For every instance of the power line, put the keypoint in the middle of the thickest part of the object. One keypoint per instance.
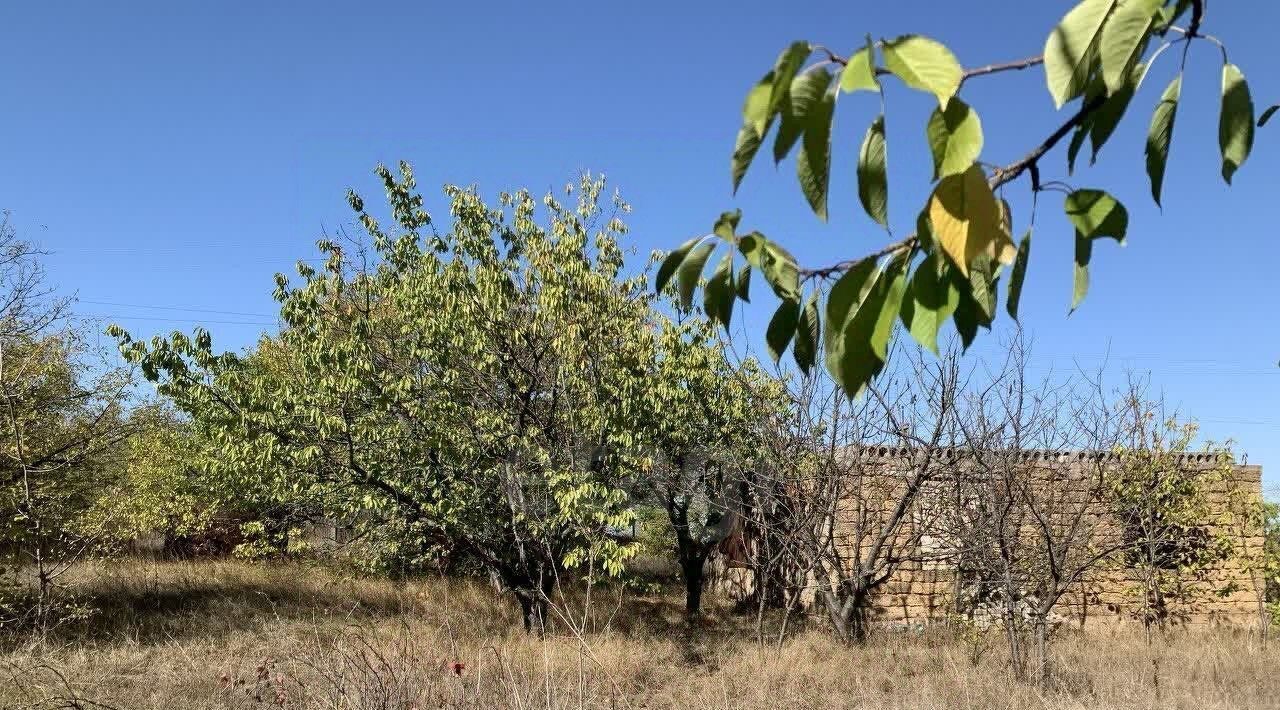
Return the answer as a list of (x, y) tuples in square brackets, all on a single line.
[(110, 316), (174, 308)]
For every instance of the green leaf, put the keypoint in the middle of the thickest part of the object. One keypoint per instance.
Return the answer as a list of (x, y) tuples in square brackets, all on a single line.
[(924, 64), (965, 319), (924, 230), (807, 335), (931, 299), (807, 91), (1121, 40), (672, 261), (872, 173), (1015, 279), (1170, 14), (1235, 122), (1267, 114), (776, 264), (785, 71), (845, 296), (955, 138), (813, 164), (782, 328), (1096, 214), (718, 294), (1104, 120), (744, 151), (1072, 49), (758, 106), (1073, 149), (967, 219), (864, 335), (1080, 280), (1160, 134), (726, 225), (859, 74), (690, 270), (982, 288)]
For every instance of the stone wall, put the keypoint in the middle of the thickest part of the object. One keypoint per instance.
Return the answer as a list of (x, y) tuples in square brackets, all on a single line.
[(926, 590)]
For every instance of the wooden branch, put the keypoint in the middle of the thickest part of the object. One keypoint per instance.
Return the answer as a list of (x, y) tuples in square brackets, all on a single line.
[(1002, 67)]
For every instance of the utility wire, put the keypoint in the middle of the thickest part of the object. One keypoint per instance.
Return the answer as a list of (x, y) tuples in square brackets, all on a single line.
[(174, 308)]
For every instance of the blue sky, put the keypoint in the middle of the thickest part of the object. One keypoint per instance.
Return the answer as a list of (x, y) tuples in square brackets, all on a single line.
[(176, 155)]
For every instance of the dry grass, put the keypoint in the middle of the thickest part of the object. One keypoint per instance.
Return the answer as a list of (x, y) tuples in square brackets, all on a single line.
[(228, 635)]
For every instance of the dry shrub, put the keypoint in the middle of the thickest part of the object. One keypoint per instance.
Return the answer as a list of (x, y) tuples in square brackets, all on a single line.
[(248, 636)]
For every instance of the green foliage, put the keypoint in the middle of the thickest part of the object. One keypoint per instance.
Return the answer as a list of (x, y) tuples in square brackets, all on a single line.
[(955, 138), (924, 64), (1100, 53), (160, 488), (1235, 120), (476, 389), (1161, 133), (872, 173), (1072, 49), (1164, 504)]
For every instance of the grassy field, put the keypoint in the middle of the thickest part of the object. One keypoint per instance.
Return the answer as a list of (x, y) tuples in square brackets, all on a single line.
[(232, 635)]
^^^^^^^^^^^^^^^^
> **STATED GOAL**
Reproduce verbatim the lines that start at the one containing "For every instance of the grassy" and run through the end of the entries.

> **FINISHED ANSWER**
For every instance of the grassy field, put the keypoint in the middle of the thickest part of the object. One keypoint per instance.
Return the answer as a list of (x, y) tuples in square brackets, all on a single line.
[(232, 635)]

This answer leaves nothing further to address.